* BEGIN Material *
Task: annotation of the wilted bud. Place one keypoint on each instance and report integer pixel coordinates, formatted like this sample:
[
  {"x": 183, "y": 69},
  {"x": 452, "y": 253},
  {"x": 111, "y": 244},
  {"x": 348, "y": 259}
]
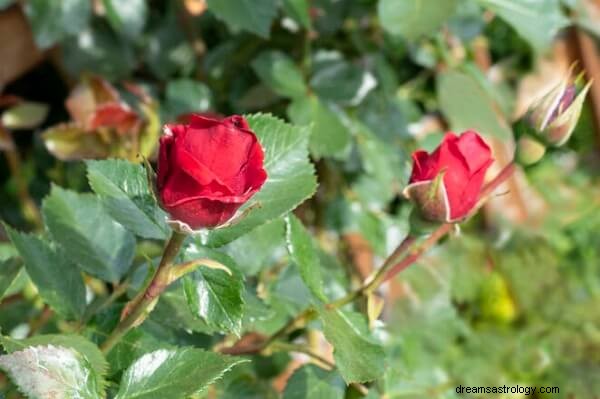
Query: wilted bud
[
  {"x": 555, "y": 116},
  {"x": 529, "y": 150}
]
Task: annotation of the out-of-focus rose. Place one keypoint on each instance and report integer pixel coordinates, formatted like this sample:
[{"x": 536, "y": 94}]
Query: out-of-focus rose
[
  {"x": 103, "y": 125},
  {"x": 207, "y": 169},
  {"x": 445, "y": 185},
  {"x": 556, "y": 114}
]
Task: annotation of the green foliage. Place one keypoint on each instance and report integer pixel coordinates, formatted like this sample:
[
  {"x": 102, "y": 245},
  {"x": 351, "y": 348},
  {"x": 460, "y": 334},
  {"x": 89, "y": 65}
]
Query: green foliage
* END Material *
* [What to do] Please turn the whole listing above into a numbered list with one line per item. Leave out blank lines and any picture.

* [The solution]
1. Task: annotation of the wilted bud. Place one keypoint on each instance and report integer pixel coordinates, formatted like this sample:
2. [
3.   {"x": 183, "y": 69},
4.   {"x": 452, "y": 253},
5.   {"x": 111, "y": 244},
6.   {"x": 348, "y": 259}
7. ]
8. Query: wilted bud
9. [
10.   {"x": 555, "y": 116},
11.   {"x": 529, "y": 150}
12. ]
13. Task: annotation of the out-of-focus rose. Place one keypoint on each instance and report integer pixel coordinates, formatted like this sample:
14. [{"x": 536, "y": 94}]
15. Query: out-of-focus rose
16. [
17.   {"x": 103, "y": 125},
18.   {"x": 207, "y": 169},
19.   {"x": 445, "y": 185},
20.   {"x": 556, "y": 114}
21. ]
22. Task: annotation of the green foliage. Place one keypoint on each instance and report integer pixel coordinates, formatted like this sample:
23. [
24.   {"x": 102, "y": 245},
25.   {"x": 351, "y": 348},
26.   {"x": 460, "y": 334},
27.   {"x": 89, "y": 65}
28. ]
29. Query: green foliage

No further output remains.